Saturday, 2 March 2013

Ice Ageism

So I went to see the British Museum exhibition about Ice Age art.

It's brilliant, and the skills and craftsmanship of people 40,000 years ago with the most primitive of tools left me slightly freaked out. These were NOT primitive people. These were sophisticated, intelligent, skilful, artistic human beings.

Not only were they able to craft amazingly beautiful and evocative pieces of art, but they also came up with some amazing bits of engineering. There is a doll with moving limbs. There is the use of levers to increase the effectiveness of their spears when hunting. There were cave drawings that behaved like movies in flickering firelight.

So I'm really not sure why the British Museum thought these amazing accomplishments were in any need of modern art to jazz them up.

If that was the intent, then I'm pretty sure they've failed - all that it has made me think is that the now-famous modern artists like Moore, Mondrian and Matisse are just a bunch of derivative copiers.

It's also amazing to think that the finest artists using techniques developed over thousands of years have failed to find a way of recapturing motion in painting that cavemen in front of a flickering fire could manage. We needed to get motion pictures before we finally outdid that.

But the most powerful emotion that gripped me was a creeping sense of fear and of wonder: what happened 40,000 years ago that turned us from apes into fully-fledged humans with such incredible talents apparently overnight? That question remains unanswered and still haunts me powerfully.

Unusually for art, it left me questioning the very essence and origin of humanity. It is quite possibly the most powerful art I've ever seen.

5 comments:

JuliaM said...

It was indeed awesome. As so much 'primitive' art tends to be.

Cingoldby said...

Absolutely stunning. I can't help feeling that we haven't really advanced in art since the ice age.

And I'm not even being facetious, I really do think that the fine skill, extraordinary observations of the natural world and deep emotional insights of the ice age artists surpass almost all of the stuff we call art today.

Anonymous said...

" happened 40,000 years ago that turned us from apes into fully-fledged humans with such incredible talents apparently overnight?"

A feasible theory is the controlled use of fire.

Dataset entries
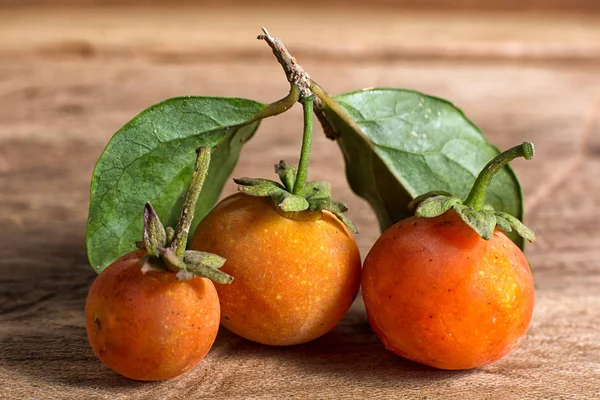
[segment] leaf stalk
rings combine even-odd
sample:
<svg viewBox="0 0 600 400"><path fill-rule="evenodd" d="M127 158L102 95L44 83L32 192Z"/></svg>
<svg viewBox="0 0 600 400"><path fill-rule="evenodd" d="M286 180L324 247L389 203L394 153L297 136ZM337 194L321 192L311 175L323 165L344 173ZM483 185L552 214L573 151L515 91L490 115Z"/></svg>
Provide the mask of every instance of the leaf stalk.
<svg viewBox="0 0 600 400"><path fill-rule="evenodd" d="M485 205L488 186L494 175L515 158L523 157L526 160L531 160L533 158L533 153L533 144L530 142L523 142L494 157L492 161L483 167L479 175L477 175L477 179L475 179L475 183L473 183L473 187L463 204L474 210L481 210Z"/></svg>

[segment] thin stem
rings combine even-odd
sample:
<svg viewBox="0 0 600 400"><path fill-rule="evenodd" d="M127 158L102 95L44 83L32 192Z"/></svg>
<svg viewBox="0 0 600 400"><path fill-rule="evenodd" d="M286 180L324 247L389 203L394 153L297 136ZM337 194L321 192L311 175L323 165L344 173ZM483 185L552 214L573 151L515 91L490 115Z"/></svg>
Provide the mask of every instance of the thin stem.
<svg viewBox="0 0 600 400"><path fill-rule="evenodd" d="M304 71L300 64L296 62L296 58L288 50L281 39L271 36L266 28L263 28L262 30L264 34L258 35L257 39L264 40L269 47L271 47L275 58L277 58L277 61L285 72L288 82L290 82L292 86L297 86L298 89L300 89L300 99L310 96L312 94L308 87L310 77L306 71Z"/></svg>
<svg viewBox="0 0 600 400"><path fill-rule="evenodd" d="M346 124L348 124L348 126L352 128L352 130L361 133L361 135L363 135L364 137L364 133L362 133L362 129L360 128L360 126L358 126L356 122L354 122L354 120L346 113L346 111L339 105L339 103L335 101L335 99L331 97L331 95L327 93L321 86L319 86L317 82L311 79L309 81L309 87L310 90L317 96L317 98L321 100L321 102L323 102L325 106L327 106L327 108L336 113ZM325 130L325 134L327 135L327 128L323 127L323 129ZM329 137L330 139L336 139L336 137L331 133L329 133L327 137Z"/></svg>
<svg viewBox="0 0 600 400"><path fill-rule="evenodd" d="M514 160L517 157L523 157L526 160L533 158L533 144L529 142L523 142L522 144L508 149L505 152L497 155L490 161L479 173L475 183L464 201L464 205L473 208L474 210L481 210L485 205L485 196L487 195L487 189L492 181L494 175L500 171L506 164Z"/></svg>
<svg viewBox="0 0 600 400"><path fill-rule="evenodd" d="M279 115L281 113L286 112L287 110L292 108L292 106L294 104L296 104L299 97L300 97L300 89L298 89L298 86L292 85L290 87L290 92L288 93L287 96L285 96L281 100L277 100L276 102L269 104L264 109L259 111L254 116L254 118L252 118L251 122L260 121L261 119L265 119L268 117L274 117L275 115Z"/></svg>
<svg viewBox="0 0 600 400"><path fill-rule="evenodd" d="M310 161L310 147L312 144L313 131L313 103L314 95L300 100L304 111L304 133L302 134L302 150L300 152L300 162L298 163L298 172L296 182L294 183L293 194L301 196L304 193L304 185L308 176L308 163Z"/></svg>
<svg viewBox="0 0 600 400"><path fill-rule="evenodd" d="M179 258L183 257L183 253L185 252L187 237L190 233L190 226L194 219L198 196L200 196L200 192L202 191L202 186L208 175L208 167L210 165L210 148L199 147L196 149L196 152L198 153L198 157L196 158L196 165L194 166L194 174L192 175L192 181L185 196L183 209L181 210L181 217L179 217L179 222L175 229L175 236L171 243L171 249Z"/></svg>

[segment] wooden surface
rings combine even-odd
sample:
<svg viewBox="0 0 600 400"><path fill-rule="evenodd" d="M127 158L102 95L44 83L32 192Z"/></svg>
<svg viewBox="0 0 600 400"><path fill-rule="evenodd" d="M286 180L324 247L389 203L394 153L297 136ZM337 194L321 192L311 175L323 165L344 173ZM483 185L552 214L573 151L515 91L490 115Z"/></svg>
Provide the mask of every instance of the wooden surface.
<svg viewBox="0 0 600 400"><path fill-rule="evenodd" d="M0 8L0 398L600 398L600 16L319 12ZM132 382L95 358L83 307L97 157L167 97L287 93L254 40L262 25L330 92L414 88L451 99L500 148L535 143L534 161L514 163L539 237L527 249L536 308L519 349L473 371L420 366L383 348L359 298L333 332L302 346L223 331L197 368L167 382ZM280 158L296 161L300 133L298 108L265 121L235 175L270 177ZM374 214L320 131L311 166L351 207L364 256Z"/></svg>

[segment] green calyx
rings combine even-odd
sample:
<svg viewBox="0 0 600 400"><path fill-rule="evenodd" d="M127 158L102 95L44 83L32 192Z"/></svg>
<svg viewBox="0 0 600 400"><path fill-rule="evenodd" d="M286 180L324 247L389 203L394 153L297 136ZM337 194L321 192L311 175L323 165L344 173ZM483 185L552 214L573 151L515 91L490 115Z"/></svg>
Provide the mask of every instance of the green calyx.
<svg viewBox="0 0 600 400"><path fill-rule="evenodd" d="M296 167L286 161L280 161L275 165L275 172L282 183L255 178L236 178L234 181L239 185L240 192L250 196L270 197L275 206L284 213L326 210L335 215L352 232L358 233L356 226L344 215L348 207L344 203L332 200L329 182L306 182L300 194L293 194Z"/></svg>
<svg viewBox="0 0 600 400"><path fill-rule="evenodd" d="M140 264L142 272L170 271L177 273L177 279L187 281L196 276L208 278L216 283L228 284L233 277L219 268L225 264L225 259L216 254L201 251L186 250L185 246L194 218L194 210L198 196L202 191L204 180L210 164L210 149L197 149L198 157L192 175L192 181L185 197L181 217L177 229L165 227L150 203L144 207L143 240L136 245L148 253Z"/></svg>
<svg viewBox="0 0 600 400"><path fill-rule="evenodd" d="M424 218L434 218L454 209L461 219L485 240L494 236L497 226L505 233L515 231L533 242L535 234L521 221L505 212L495 211L492 206L485 204L487 188L494 174L513 159L523 157L531 160L533 154L533 144L524 142L496 156L481 170L464 202L450 193L436 191L416 197L409 204L409 209L415 210L417 217Z"/></svg>
<svg viewBox="0 0 600 400"><path fill-rule="evenodd" d="M288 96L267 107L269 114L272 110L289 109L296 101L302 104L304 114L304 132L302 135L302 150L298 168L286 161L275 165L275 173L279 175L281 183L269 179L237 178L234 182L239 185L239 191L250 196L270 197L275 207L281 210L282 215L294 220L312 220L299 218L298 212L329 211L342 221L352 232L358 233L356 226L344 213L348 211L345 204L331 198L331 185L329 182L307 182L308 164L312 146L314 100L315 95L310 89L310 77L296 62L285 44L279 39L269 35L263 28L264 34L258 39L264 40L273 50L273 54L282 66L291 89ZM289 214L288 214L289 213Z"/></svg>

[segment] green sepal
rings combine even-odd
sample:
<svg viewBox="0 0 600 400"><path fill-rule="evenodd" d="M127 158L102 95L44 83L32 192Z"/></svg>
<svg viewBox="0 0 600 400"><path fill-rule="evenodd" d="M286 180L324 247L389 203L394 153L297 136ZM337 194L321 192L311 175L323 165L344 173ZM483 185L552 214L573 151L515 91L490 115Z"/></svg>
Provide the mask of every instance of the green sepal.
<svg viewBox="0 0 600 400"><path fill-rule="evenodd" d="M175 229L171 226L167 226L165 228L165 232L167 233L167 247L173 243L173 238L175 237Z"/></svg>
<svg viewBox="0 0 600 400"><path fill-rule="evenodd" d="M496 216L492 211L474 210L463 204L455 204L454 209L479 236L485 240L490 240L494 236Z"/></svg>
<svg viewBox="0 0 600 400"><path fill-rule="evenodd" d="M442 215L455 204L460 202L456 197L448 197L436 194L433 197L426 197L415 210L417 217L433 218Z"/></svg>
<svg viewBox="0 0 600 400"><path fill-rule="evenodd" d="M188 264L187 268L187 272L190 272L195 276L201 276L203 278L210 279L216 283L227 285L233 282L233 277L231 275L228 275L223 271L219 271L216 268L196 264Z"/></svg>
<svg viewBox="0 0 600 400"><path fill-rule="evenodd" d="M423 203L425 200L427 200L431 197L438 197L438 196L452 197L452 195L450 193L444 192L443 190L434 190L432 192L427 192L425 194L422 194L422 195L417 196L414 199L412 199L412 201L410 203L408 203L408 210L416 211L417 206L420 205L421 203Z"/></svg>
<svg viewBox="0 0 600 400"><path fill-rule="evenodd" d="M525 226L524 223L519 221L518 218L507 214L505 212L496 212L496 219L504 218L512 227L512 229L517 232L521 237L529 240L530 242L535 241L535 233L531 229Z"/></svg>
<svg viewBox="0 0 600 400"><path fill-rule="evenodd" d="M238 190L250 196L270 197L275 205L284 212L329 211L352 232L358 233L356 226L343 213L348 211L345 204L331 198L331 184L325 181L306 182L302 195L292 194L297 169L287 161L275 165L283 185L269 179L236 178Z"/></svg>
<svg viewBox="0 0 600 400"><path fill-rule="evenodd" d="M512 226L510 226L510 222L506 220L503 216L499 215L500 213L496 213L496 225L500 230L504 233L512 232Z"/></svg>
<svg viewBox="0 0 600 400"><path fill-rule="evenodd" d="M204 251L186 250L183 253L183 262L186 264L204 265L210 268L219 269L225 264L225 259L221 256Z"/></svg>
<svg viewBox="0 0 600 400"><path fill-rule="evenodd" d="M285 188L279 183L260 178L234 178L238 190L250 196L269 197L285 191Z"/></svg>
<svg viewBox="0 0 600 400"><path fill-rule="evenodd" d="M291 192L294 189L294 182L298 173L296 167L287 161L281 160L279 164L275 164L275 173L279 175L279 179L281 179L285 189Z"/></svg>
<svg viewBox="0 0 600 400"><path fill-rule="evenodd" d="M302 196L296 196L282 190L271 196L281 211L297 212L308 209L308 201Z"/></svg>
<svg viewBox="0 0 600 400"><path fill-rule="evenodd" d="M327 181L306 182L304 196L309 201L331 199L331 183Z"/></svg>
<svg viewBox="0 0 600 400"><path fill-rule="evenodd" d="M148 254L158 257L158 249L165 247L167 243L167 233L149 202L144 206L144 231L142 236Z"/></svg>
<svg viewBox="0 0 600 400"><path fill-rule="evenodd" d="M165 263L165 266L169 271L179 272L187 271L187 265L183 260L175 254L175 252L169 248L159 249L160 258Z"/></svg>
<svg viewBox="0 0 600 400"><path fill-rule="evenodd" d="M140 260L142 266L142 273L149 271L165 271L165 265L163 262L154 256L146 255Z"/></svg>
<svg viewBox="0 0 600 400"><path fill-rule="evenodd" d="M312 199L311 199L312 200ZM331 199L317 199L314 201L309 201L311 206L309 210L318 211L318 210L326 210L332 213L344 223L350 229L352 233L358 233L358 229L356 225L348 217L344 215L346 211L348 211L348 207L344 203L340 203L339 201L331 200Z"/></svg>
<svg viewBox="0 0 600 400"><path fill-rule="evenodd" d="M479 236L490 240L494 236L496 226L505 233L515 231L526 240L533 242L535 234L518 218L485 204L481 210L475 210L463 204L462 200L446 192L429 192L416 197L409 205L415 210L415 216L434 218L450 209L454 209L460 218Z"/></svg>

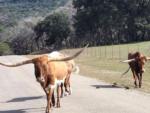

▶ PROBLEMS TO WORK ON:
a - Reproduce the post on Ice Age art word for word from "So I went to" to "artistic human beings.".
b - Render this sentence from the post on Ice Age art in German: "There were cave drawings that behaved like movies in flickering firelight."

▶ ANSWERS IN ORDER:
a -
So I went to see the British Museum exhibition about Ice Age art.

It's brilliant, and the skills and craftsmanship of people 40,000 years ago with the most primitive of tools left me slightly freaked out. These were NOT primitive people. These were sophisticated, intelligent, skilful, artistic human beings.

b - Es gab Höhlenzeichnungen, die sich im flackernden Feuerschein wie Filme verhielten.